= Exercise text =
>>>
APR 07 (PHOENIX) – DEA Special Agent in Charge Doug Coleman and U.S. Attorney John S. Leonardo, District of Arizona today announcedthat Nicholas Pascal Zizzo, 27, of Phoenix, Ariz., was sentenced on April 2, 2014 by U.S. District Judge David G. Campbell to 54 months imprisonment and ordered to forfeit approximately $1.3 million dollars and a business located at 1540 West Hatcher Road, Phoenix, Ariz., after Zizzo pleaded guilty to conspiracy to manufacture and distribute controlled substance analogues.
"These sentences represent DEA's continued commitment to pursue drug traffickers who believe they can skirt our nation's laws and threaten our communities with their poisons," said DEA Special Agent in Charge Doug Coleman. "For criminals seeking to profit through the sale and manufacturing of these dangerous drugs, our message is clear: we know how you operate; we know where you hide; and we will not stop until we bring you to justice."
<<<
= Extracted material =
>>>
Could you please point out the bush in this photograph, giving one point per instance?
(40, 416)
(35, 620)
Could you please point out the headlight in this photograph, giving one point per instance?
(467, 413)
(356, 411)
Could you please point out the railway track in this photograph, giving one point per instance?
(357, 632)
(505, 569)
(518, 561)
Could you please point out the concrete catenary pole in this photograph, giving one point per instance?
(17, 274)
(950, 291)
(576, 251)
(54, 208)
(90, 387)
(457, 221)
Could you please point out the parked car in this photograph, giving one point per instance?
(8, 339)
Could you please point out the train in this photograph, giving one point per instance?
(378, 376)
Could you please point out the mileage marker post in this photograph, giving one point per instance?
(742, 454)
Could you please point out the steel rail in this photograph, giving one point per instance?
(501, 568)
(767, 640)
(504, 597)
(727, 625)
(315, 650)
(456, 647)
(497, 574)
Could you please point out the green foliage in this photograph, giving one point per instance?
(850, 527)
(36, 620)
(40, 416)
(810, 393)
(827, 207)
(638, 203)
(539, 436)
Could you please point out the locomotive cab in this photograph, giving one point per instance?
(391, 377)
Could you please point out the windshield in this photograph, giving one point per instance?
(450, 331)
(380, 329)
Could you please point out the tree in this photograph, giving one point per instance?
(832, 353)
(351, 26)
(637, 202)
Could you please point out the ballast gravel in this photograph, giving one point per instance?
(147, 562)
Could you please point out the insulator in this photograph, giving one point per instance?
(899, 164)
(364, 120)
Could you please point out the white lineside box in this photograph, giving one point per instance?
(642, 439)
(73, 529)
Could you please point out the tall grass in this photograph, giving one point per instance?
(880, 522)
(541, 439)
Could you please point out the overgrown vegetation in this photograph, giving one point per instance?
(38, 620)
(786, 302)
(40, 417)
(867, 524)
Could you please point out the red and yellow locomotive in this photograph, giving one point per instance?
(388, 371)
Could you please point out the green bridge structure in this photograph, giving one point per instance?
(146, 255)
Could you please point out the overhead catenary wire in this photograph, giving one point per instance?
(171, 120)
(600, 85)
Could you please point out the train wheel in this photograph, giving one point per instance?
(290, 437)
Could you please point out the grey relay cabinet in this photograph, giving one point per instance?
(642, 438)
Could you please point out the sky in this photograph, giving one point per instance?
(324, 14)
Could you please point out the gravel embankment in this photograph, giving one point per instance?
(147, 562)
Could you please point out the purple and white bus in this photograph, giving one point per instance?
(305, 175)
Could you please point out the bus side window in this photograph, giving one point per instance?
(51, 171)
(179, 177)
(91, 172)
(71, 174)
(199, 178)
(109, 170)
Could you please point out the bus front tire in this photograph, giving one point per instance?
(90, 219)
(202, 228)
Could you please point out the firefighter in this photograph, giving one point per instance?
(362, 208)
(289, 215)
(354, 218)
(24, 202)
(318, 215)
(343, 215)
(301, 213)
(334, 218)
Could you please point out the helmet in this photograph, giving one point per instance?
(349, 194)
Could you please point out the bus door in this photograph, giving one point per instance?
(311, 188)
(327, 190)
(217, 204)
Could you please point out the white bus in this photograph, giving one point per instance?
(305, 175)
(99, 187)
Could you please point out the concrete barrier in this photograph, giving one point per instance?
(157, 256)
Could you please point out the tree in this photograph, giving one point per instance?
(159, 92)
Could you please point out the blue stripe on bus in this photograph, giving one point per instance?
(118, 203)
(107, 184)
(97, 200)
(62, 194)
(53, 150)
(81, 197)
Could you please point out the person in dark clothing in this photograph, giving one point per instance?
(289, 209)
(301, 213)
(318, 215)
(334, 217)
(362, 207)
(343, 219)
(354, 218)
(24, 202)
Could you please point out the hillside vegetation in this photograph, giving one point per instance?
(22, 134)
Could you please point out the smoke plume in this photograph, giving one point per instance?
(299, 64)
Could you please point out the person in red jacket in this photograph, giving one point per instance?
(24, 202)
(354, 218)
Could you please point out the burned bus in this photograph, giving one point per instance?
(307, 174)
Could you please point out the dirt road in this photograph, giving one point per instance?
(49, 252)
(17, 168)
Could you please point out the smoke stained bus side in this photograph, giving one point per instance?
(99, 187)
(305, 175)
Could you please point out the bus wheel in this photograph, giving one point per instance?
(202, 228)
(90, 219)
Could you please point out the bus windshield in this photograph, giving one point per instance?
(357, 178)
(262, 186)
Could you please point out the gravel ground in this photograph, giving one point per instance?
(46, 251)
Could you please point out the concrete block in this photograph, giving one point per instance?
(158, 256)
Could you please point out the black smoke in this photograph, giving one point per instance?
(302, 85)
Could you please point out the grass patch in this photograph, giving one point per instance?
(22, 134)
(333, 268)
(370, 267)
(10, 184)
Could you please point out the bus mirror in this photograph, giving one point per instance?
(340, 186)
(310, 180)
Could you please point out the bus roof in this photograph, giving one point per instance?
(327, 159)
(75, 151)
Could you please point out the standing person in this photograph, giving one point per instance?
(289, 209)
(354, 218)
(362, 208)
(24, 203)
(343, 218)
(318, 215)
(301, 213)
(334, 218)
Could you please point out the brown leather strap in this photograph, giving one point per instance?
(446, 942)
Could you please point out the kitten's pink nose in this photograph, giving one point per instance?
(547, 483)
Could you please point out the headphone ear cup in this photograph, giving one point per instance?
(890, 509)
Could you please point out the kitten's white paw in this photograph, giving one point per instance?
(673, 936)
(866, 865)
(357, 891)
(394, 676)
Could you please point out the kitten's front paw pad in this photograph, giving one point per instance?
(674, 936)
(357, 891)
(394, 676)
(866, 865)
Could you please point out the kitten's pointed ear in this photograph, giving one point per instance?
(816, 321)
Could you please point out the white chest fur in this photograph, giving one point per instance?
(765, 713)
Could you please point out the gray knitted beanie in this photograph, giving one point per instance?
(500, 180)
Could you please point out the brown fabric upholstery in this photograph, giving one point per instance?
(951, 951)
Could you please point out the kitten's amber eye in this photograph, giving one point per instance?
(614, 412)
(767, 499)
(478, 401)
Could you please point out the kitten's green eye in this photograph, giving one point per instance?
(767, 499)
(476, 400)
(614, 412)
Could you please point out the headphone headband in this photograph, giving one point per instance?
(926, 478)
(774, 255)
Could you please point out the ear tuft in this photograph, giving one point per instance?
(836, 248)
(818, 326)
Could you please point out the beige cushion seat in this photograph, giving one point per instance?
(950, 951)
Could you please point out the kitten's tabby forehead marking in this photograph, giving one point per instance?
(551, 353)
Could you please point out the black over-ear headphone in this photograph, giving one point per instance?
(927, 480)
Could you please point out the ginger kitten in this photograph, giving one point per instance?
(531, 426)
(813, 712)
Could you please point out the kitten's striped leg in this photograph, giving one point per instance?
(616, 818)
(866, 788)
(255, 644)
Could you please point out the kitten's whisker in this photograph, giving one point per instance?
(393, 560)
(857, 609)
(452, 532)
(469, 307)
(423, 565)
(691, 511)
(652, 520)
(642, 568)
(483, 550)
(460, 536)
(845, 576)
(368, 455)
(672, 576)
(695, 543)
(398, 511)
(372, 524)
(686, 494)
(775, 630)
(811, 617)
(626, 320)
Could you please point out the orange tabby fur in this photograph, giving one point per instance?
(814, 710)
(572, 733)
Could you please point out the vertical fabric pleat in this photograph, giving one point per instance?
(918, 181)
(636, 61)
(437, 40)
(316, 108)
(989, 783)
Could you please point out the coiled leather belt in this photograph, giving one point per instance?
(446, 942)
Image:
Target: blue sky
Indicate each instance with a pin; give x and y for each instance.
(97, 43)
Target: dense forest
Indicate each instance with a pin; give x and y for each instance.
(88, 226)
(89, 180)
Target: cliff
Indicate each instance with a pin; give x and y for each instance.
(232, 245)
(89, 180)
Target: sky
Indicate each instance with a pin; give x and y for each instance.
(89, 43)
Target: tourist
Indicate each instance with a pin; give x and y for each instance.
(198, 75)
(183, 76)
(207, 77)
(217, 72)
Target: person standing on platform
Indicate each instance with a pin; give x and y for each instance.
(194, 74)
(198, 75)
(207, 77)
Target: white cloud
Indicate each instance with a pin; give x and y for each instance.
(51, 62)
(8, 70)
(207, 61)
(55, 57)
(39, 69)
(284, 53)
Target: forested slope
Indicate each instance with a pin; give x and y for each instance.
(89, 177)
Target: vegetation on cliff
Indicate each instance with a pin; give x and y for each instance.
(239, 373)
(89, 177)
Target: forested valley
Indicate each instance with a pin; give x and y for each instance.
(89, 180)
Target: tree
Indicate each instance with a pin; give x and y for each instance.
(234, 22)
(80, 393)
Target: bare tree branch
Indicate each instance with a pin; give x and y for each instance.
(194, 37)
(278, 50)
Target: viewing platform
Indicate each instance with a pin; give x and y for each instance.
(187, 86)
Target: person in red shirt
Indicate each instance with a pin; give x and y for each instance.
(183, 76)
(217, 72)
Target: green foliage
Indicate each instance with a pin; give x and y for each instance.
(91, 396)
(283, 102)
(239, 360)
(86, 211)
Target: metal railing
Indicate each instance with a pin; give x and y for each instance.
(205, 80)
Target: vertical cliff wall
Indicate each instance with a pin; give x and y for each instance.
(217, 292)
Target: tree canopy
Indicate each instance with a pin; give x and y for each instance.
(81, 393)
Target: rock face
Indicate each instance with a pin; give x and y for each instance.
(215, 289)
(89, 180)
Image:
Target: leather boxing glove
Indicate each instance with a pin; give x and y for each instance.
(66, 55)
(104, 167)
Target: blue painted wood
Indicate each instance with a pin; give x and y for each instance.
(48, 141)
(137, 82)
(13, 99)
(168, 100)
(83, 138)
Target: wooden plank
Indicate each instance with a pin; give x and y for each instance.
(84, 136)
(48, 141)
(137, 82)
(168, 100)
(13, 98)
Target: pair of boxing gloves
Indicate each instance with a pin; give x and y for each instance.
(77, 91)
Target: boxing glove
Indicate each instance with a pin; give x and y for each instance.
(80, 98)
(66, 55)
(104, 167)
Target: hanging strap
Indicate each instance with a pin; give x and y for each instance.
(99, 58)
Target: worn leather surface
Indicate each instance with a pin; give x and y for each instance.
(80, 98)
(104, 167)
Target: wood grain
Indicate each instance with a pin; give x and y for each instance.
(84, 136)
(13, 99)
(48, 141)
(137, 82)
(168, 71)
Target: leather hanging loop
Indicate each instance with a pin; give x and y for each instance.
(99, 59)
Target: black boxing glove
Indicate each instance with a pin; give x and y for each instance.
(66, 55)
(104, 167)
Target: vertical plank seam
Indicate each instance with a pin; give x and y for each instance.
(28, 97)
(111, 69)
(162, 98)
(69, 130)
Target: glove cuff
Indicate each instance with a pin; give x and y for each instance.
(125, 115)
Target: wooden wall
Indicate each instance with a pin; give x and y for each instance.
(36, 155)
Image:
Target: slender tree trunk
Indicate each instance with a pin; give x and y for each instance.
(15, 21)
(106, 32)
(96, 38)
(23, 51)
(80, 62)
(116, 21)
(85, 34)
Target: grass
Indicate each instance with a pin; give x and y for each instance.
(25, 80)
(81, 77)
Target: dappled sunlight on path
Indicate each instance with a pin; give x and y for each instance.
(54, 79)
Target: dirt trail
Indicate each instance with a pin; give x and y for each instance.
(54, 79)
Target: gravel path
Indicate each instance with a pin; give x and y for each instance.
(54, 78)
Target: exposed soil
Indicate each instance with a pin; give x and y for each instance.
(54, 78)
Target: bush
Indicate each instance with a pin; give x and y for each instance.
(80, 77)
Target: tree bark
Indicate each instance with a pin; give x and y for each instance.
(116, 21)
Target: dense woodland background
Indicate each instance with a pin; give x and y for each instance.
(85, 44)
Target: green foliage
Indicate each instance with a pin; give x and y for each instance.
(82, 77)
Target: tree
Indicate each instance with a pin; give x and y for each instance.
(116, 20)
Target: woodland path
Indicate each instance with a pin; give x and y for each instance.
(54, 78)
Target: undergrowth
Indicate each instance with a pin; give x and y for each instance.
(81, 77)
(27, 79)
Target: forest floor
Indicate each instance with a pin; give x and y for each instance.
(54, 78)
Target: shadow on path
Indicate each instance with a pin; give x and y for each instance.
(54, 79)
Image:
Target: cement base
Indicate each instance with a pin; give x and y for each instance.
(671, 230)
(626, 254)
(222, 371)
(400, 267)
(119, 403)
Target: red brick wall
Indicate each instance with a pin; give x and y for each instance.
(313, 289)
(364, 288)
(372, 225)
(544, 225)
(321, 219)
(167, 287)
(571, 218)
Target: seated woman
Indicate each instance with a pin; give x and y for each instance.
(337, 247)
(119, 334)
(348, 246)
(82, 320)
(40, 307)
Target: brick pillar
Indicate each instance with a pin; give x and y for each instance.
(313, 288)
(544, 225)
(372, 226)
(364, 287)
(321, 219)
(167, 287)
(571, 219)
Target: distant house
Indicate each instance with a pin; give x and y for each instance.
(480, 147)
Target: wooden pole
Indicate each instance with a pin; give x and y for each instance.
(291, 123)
<<<
= Work instructions =
Copy out the full sentencing announcement word for word. The records bear no relation to the sentencing announcement.

= Task response =
APR 07 (PHOENIX) – DEA Special Agent in Charge Doug Coleman and U.S. Attorney John S. Leonardo, District of Arizona today announcedthat Nicholas Pascal Zizzo, 27, of Phoenix, Ariz., was sentenced on April 2, 2014 by U.S. District Judge David G. Campbell to 54 months imprisonment and ordered to forfeit approximately $1.3 million dollars and a business located at 1540 West Hatcher Road, Phoenix, Ariz., after Zizzo pleaded guilty to conspiracy to manufacture and distribute controlled substance analogues.
"These sentences represent DEA's continued commitment to pursue drug traffickers who believe they can skirt our nation's laws and threaten our communities with their poisons," said DEA Special Agent in Charge Doug Coleman. "For criminals seeking to profit through the sale and manufacturing of these dangerous drugs, our message is clear: we know how you operate; we know where you hide; and we will not stop until we bring you to justice."